(Items from a dataset)
───

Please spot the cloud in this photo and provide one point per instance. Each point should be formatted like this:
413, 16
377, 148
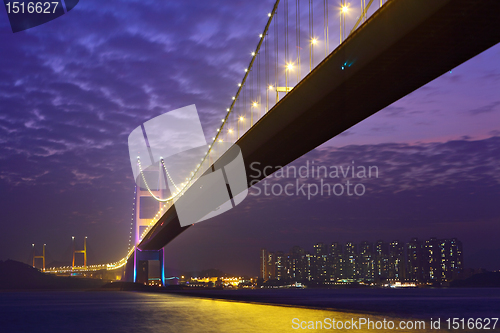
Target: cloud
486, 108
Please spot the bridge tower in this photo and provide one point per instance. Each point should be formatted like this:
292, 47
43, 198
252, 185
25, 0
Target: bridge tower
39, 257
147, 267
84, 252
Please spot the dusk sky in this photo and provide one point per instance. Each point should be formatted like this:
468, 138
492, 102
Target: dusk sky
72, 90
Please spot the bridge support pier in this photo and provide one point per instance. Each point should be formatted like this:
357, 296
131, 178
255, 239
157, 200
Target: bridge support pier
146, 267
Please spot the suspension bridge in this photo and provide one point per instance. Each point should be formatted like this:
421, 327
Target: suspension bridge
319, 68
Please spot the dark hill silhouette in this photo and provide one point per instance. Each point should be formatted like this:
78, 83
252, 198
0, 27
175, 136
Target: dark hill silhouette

───

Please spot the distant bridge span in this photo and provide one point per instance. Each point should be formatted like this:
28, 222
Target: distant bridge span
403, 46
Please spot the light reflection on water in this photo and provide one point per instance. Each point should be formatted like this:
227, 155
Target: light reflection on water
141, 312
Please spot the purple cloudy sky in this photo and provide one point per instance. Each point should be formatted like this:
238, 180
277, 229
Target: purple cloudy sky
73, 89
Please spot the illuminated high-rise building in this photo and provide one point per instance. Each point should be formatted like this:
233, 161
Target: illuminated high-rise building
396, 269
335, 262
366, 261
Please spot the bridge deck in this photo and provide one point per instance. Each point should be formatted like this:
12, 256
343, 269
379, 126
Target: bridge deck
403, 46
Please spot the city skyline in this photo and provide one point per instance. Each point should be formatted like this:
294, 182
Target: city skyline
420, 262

───

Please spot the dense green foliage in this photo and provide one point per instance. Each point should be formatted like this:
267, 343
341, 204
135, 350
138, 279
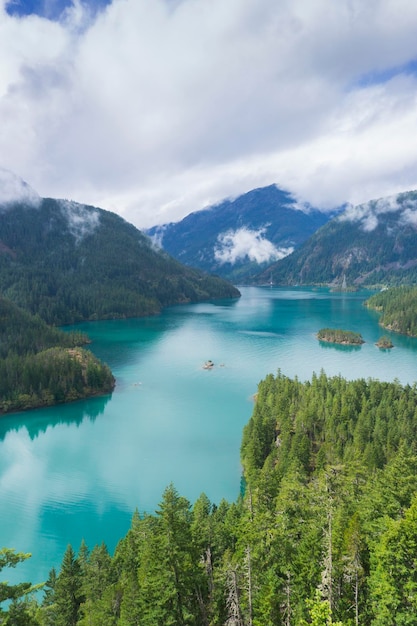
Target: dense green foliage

───

Work instructions – Going by the data above, give back only the lines from the one containing "Please spot the cloud" through the one containing "Target: dark hill silhouette", exactly as they stand, both ends included and no images.

Solved problem –
Please spot the cloud in this photo and provide one point per instance. Each point should be formatted like this:
413, 16
377, 148
Target: cloud
486, 108
Please spot the bridge tower in this photo and provide one point per instance. Each point should be formatted like this:
292, 47
43, 198
252, 185
25, 0
Target: bridge tower
39, 257
147, 267
84, 252
Please spot the dusk sky in this photo and provide one point per instance. Each point should be formatted like this:
468, 138
492, 102
Target: dusk sky
72, 90
Please spot the bridge support pier in this photo and provide one point per instance. Each point should be formatted like this:
357, 296
131, 178
255, 239
157, 200
Target: bridge support pier
146, 267
Please spot the suspension bridge in this photo and provide one point per instance. Each point should be formatted like this:
421, 327
Target: suspension bridge
319, 68
Please spot the dark hill silhouette in this photo and provide one point per instance. Each point should be formatted like this:
78, 83
252, 198
0, 27
175, 136
Target: dark hill silhouette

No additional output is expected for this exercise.